Take the entries below and print all of them exactly, please.

**Dataset:**
====================

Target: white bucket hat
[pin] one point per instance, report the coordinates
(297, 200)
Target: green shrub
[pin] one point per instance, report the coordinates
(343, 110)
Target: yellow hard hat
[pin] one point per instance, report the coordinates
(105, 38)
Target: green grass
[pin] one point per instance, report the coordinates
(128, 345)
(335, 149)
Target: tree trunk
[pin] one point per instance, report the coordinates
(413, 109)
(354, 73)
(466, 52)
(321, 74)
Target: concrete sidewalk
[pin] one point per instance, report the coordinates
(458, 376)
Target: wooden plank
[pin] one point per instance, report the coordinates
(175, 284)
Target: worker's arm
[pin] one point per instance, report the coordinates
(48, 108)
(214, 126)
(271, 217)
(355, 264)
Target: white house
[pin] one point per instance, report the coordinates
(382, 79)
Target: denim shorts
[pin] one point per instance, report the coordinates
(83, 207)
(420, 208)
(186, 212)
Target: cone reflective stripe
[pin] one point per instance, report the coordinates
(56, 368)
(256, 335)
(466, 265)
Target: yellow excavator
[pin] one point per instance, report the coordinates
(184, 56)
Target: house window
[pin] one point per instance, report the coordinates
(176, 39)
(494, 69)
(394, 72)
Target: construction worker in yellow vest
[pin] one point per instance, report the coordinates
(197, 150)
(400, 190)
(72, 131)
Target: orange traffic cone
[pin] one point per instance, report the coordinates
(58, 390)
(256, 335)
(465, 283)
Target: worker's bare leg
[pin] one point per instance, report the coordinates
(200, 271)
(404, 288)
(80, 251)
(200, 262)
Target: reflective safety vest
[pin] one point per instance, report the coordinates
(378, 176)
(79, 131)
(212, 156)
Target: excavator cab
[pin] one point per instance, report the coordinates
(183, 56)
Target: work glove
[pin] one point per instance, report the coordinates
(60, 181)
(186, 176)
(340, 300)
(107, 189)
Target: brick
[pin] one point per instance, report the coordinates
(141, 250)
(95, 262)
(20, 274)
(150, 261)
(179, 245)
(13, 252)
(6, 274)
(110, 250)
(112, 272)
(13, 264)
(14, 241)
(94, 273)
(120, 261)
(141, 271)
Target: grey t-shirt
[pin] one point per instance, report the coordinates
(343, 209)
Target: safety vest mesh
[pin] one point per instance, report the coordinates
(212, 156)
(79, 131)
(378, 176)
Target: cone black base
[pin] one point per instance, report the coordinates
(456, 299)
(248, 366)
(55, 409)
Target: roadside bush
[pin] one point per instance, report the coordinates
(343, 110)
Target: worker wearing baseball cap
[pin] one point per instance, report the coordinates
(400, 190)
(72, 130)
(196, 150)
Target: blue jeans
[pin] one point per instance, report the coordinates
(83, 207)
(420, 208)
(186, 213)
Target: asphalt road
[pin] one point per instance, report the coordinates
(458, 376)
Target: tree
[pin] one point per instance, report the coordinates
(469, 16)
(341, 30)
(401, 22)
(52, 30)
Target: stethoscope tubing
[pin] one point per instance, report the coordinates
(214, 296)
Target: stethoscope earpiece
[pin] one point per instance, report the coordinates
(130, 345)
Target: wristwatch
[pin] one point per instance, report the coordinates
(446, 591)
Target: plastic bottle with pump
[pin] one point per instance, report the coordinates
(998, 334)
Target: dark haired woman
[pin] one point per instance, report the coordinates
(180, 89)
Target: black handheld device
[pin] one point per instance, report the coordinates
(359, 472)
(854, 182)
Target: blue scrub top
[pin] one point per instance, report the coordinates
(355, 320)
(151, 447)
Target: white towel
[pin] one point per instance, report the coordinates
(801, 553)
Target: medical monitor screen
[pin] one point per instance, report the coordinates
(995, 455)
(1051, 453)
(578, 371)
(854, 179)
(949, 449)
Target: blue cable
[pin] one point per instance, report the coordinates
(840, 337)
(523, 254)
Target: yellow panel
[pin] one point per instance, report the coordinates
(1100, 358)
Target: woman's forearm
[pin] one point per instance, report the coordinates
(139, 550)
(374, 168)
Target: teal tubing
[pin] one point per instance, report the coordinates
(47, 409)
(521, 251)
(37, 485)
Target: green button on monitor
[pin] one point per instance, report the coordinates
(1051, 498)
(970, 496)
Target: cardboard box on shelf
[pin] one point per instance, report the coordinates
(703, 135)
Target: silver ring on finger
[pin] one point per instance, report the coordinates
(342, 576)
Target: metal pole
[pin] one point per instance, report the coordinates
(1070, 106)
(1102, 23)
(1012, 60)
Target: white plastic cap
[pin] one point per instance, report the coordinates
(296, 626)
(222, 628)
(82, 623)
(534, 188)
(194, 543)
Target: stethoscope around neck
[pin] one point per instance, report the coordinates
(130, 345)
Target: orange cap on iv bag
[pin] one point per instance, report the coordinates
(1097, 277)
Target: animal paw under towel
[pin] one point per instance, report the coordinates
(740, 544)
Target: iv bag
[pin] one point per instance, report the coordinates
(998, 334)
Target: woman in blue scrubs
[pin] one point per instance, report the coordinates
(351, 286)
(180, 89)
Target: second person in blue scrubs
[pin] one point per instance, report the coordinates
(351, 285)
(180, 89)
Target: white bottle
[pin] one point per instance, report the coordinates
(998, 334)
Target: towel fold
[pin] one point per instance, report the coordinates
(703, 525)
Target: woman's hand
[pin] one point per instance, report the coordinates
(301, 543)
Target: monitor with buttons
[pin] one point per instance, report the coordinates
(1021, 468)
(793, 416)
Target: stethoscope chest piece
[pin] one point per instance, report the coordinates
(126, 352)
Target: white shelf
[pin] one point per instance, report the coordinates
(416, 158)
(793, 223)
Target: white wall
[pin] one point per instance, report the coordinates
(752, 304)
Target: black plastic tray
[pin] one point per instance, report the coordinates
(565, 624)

====================

**Written response:**
Target: white bucket hat
[pin] one point per instance, report the coordinates
(297, 200)
Target: green shrub
[pin] one point per instance, report the coordinates
(343, 110)
Target: yellow hard hat
[pin] one point per instance, report the coordinates
(105, 38)
Target: green grass
[pin] one point per instance, report the coordinates
(128, 345)
(335, 149)
Target: tree trunk
[pin] one point per instance, report the coordinates
(413, 109)
(354, 73)
(466, 52)
(321, 74)
Target: concrete sidewalk
[pin] one point per instance, report the coordinates
(458, 376)
Target: wooden plank
[pin] one point per instance, report the coordinates
(175, 284)
Target: worker's arm
[pin] one point per instance, report the coordinates
(48, 108)
(214, 126)
(271, 217)
(355, 264)
Target: white house
[pin] one point per instance, report the coordinates
(382, 79)
Target: denim shorts
[pin] one point per instance, report the coordinates
(83, 207)
(420, 208)
(186, 212)
Target: cone reflective stripe
[pin] one point per instance, report the coordinates
(56, 368)
(256, 335)
(466, 265)
Target: yellow excavator
[pin] one point per instance, report the coordinates
(184, 56)
Target: house window
[pin] one point per instance, report the coordinates
(176, 39)
(494, 69)
(394, 72)
Target: construction worker in yellow vest
[pin] one point per instance, report the coordinates
(197, 150)
(400, 190)
(72, 131)
Target: orange traffic cone
[pin] one point per instance, report the coordinates
(58, 390)
(256, 335)
(465, 283)
Target: worker's bare leg
[pin] one point per instance, report the coordinates
(200, 271)
(404, 288)
(80, 251)
(200, 262)
Target: reflective safety vest
[pin] one point per instance, report the coordinates
(378, 176)
(79, 131)
(212, 156)
Target: excavator cab
[pin] one point per instance, report the coordinates
(183, 56)
Target: work glove
[pin] one point per instance, report the coordinates
(60, 181)
(186, 176)
(340, 300)
(107, 189)
Target: brick
[pin] one point per instance, report the coordinates
(141, 250)
(95, 262)
(20, 274)
(150, 261)
(179, 245)
(13, 252)
(6, 274)
(110, 250)
(112, 272)
(13, 264)
(14, 241)
(94, 273)
(120, 261)
(141, 271)
Target: grey t-shirt
[pin] one point per instance, report the coordinates
(343, 209)
Target: safety vest mesh
[pin] one point per instance, report the coordinates
(212, 156)
(79, 131)
(378, 176)
Target: cone black base
[pin] one point per instance, report the coordinates
(456, 299)
(248, 366)
(55, 409)
Target: roadside bush
[pin] one point per instance, report the coordinates
(343, 110)
Target: worker wearing baseball cap
[pin] one point per instance, report the coordinates
(400, 190)
(72, 130)
(196, 150)
Target: blue jeans
[pin] one point per instance, report the coordinates
(83, 207)
(420, 208)
(186, 213)
Target: asphalt road
[pin] one point per instance, report the coordinates
(458, 376)
Target: tree
[pin] one point per instance, report the coordinates
(469, 16)
(341, 30)
(401, 22)
(52, 30)
Target: stethoscope tubing
[pin] one point per instance, report the coordinates
(214, 296)
Target: stethoscope earpiece
[pin] one point per instance, report the coordinates
(130, 345)
Target: wristwatch
[pin] one point per instance, report the coordinates
(446, 591)
Target: plastic bottle with pump
[pin] one point per instance, report the coordinates
(998, 334)
Target: dark haired woman
[pin] one point per instance, report the coordinates
(180, 89)
Target: black handheld device
[pin] one point per instance, report the coordinates
(359, 472)
(854, 182)
Target: blue scrub top
[pin] one point per instance, report the coordinates
(355, 320)
(151, 447)
Target: white towel
[pin] one point per instance, report the coordinates
(801, 553)
Target: medical monitor screen
[pin] one point per instance, report the coordinates
(995, 455)
(1051, 453)
(578, 371)
(854, 179)
(949, 449)
Target: blue cable
[pin] one point per instance, report the coordinates
(840, 337)
(523, 254)
Target: yellow panel
[pin] one point per instance, report the coordinates
(1100, 358)
Target: woman's forearm
[pin] one point per instance, report the coordinates
(139, 550)
(374, 168)
Target: teal tubing
[pin] one point per instance, report the coordinates
(47, 409)
(521, 251)
(37, 485)
Target: green button on monitor
[pin] one point per instance, report the coordinates
(1051, 498)
(970, 496)
Target: cardboard box on shelf
[pin] one point per instance, report the coordinates
(703, 135)
Target: silver ring on finger
[pin] one point per instance, report the coordinates
(342, 576)
Target: metal pole
[pin] one point per instance, report the coordinates
(1070, 106)
(1102, 23)
(1012, 60)
Target: white plastic cap
[pin] one point per instance, report the coordinates
(296, 626)
(222, 628)
(82, 623)
(534, 188)
(194, 543)
Target: stethoscope around neck
[pin] one point per instance, report the coordinates
(130, 345)
Target: orange cap on iv bag
[pin] one point per instance, report the coordinates
(1097, 277)
Target: animal paw under towel
[pin] one point per instance, report the coordinates
(740, 544)
Target: iv bag
[pin] one point per instance, report the coordinates
(998, 334)
Target: woman in blue scrubs
[pin] one point per instance, report the coordinates
(351, 286)
(180, 89)
Target: second person in blue scrubs
[pin] one point per instance, report the coordinates
(351, 285)
(180, 89)
Target: white bottle
[pin] one point per instance, report the coordinates
(998, 334)
Target: towel fold
[pin] one point per instance, report the coordinates
(703, 525)
Target: woman's hand
[pin] one point per instance, report the coordinates
(301, 543)
Target: monitor with buttons
[pin] one point per instance, report the coordinates
(1021, 468)
(793, 416)
Target: stethoscope chest piece
[pin] one point per instance, report the coordinates
(126, 352)
Target: white shelf
[pin] one point per instance, report the coordinates
(416, 158)
(793, 223)
Target: white wall
[pin] one point per instance, report the coordinates
(752, 304)
Target: black plastic tray
[pin] one point per instance, report the coordinates
(565, 624)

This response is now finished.